AIM — Put every row below into a numbered list, leaving out any blank lines.

***

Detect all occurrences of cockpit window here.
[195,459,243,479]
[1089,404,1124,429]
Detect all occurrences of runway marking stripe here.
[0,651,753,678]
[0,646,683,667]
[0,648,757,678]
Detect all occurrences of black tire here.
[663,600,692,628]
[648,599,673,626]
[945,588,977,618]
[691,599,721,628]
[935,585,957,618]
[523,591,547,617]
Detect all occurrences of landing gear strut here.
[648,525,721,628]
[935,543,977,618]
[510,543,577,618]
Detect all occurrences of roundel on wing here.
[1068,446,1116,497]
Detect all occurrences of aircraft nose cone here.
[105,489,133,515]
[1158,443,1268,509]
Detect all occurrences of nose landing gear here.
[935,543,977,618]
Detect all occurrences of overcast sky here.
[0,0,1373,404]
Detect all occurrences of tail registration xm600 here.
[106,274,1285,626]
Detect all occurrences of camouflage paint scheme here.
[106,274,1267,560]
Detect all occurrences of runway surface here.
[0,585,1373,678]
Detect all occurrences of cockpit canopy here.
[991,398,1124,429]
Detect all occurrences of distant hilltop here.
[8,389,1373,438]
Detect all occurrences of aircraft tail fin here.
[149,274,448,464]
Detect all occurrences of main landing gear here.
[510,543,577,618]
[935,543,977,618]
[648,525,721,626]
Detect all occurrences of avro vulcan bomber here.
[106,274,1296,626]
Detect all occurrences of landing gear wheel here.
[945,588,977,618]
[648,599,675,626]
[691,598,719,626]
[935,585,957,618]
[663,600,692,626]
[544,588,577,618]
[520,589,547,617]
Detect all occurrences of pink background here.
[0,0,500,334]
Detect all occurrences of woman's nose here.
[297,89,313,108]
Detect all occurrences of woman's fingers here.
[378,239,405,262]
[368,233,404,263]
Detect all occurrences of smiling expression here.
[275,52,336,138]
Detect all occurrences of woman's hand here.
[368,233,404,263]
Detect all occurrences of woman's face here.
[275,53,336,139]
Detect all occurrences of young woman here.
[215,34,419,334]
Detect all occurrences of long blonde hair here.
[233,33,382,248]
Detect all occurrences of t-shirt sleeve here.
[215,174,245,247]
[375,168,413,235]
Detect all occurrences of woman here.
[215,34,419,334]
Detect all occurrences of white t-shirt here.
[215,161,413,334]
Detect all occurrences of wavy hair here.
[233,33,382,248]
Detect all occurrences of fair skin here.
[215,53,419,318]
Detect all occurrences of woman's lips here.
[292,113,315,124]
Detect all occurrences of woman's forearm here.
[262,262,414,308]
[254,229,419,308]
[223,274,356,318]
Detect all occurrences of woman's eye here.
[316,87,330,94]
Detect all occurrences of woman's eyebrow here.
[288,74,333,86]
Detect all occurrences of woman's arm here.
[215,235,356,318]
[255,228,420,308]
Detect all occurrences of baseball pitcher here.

***

RESULT —
1. Detect all occurrences of cockpit window here.
2. [195,459,243,479]
3. [1089,404,1124,429]
4. Detect all occurrences of runway marking stripe here.
5. [0,651,753,678]
6. [0,646,683,667]
7. [0,648,757,678]
8. Detect all occurrences of black tire here.
9. [663,600,692,628]
10. [648,599,673,626]
11. [945,588,977,618]
12. [691,599,721,628]
13. [935,585,957,618]
14. [523,591,547,617]
15. Detect all occurrences of landing gear strut here.
16. [648,525,721,628]
17. [935,543,977,618]
18. [510,543,577,618]
19. Detect all occurrences of roundel on wing here.
20. [1068,446,1116,497]
21. Detect all occurrences of aircraft nose cone here.
22. [105,489,133,515]
23. [1158,443,1268,509]
24. Detect all occurrences of nose landing gear here.
25. [935,543,977,618]
26. Detect all occurrences of overcast sky here.
27. [0,0,1373,404]
28. Detect all occurrences of tail registration xm600 here.
29. [106,274,1285,626]
30. Detect all occurrences of camouflage paint scheme here.
31. [106,274,1267,560]
32. Detect all occurrences of runway surface here.
33. [0,585,1373,678]
34. Detect all occurrences of cockpit canopy here.
35. [991,398,1124,429]
36. Detect all occurrences of distant hilltop here.
37. [8,389,1373,438]
38. Detect all occurrences of aircraft tail fin here.
39. [149,274,448,464]
40. Detect all occurrences of main landing gear here.
41. [510,543,577,618]
42. [935,543,977,618]
43. [648,525,721,626]
44. Detect all occurrences of avro vulcan bomber here.
45. [106,274,1296,626]
46. Detect all occurrences of landing gear wheel here.
47. [945,588,977,618]
48. [648,599,675,626]
49. [691,598,719,626]
50. [935,585,957,618]
51. [663,600,692,626]
52. [544,588,577,618]
53. [520,589,547,617]
54. Detect all occurrences of pink background here.
55. [0,0,500,334]
56. Detect all occurrences of woman's nose here.
57. [297,89,313,108]
58. Detect all occurrences of woman's fingers here.
59. [378,239,405,262]
60. [368,233,404,263]
61. Detect all occurrences of smiling expression here.
62. [275,52,336,138]
63. Detect all occurrences of woman's hand here.
64. [368,233,404,263]
65. Detect all occurrences of woman's face here.
66. [275,53,336,139]
67. Detect all occurrences of young woman here.
68. [215,34,419,334]
69. Detect all occurrences of long blonde hair here.
70. [233,33,382,248]
71. Detect all occurrences of t-shirt sleeve here.
72. [215,174,245,247]
73. [375,168,413,235]
74. Detect all occurrences of woman here.
75. [215,34,419,334]
76. Detect all occurrences of white t-shirt here.
77. [215,161,413,334]
78. Detect all occurrences of wavy hair here.
79. [233,33,382,248]
80. Detect all occurrences of fair skin here.
81. [215,53,419,318]
82. Detect all occurrences of woman's lips here.
83. [292,113,315,124]
84. Detect all occurrences of woman's forearm here.
85. [262,262,414,308]
86. [254,229,419,308]
87. [223,274,356,318]
88. Detect all occurrences of woman's eye here.
89. [316,87,330,94]
90. Detect all occurrences of woman's eyebrow here.
91. [288,74,333,86]
92. Detect all occurrences of woman's arm here.
93. [215,235,356,318]
94. [255,228,420,308]
95. Detect all occurrences of baseball pitcher here.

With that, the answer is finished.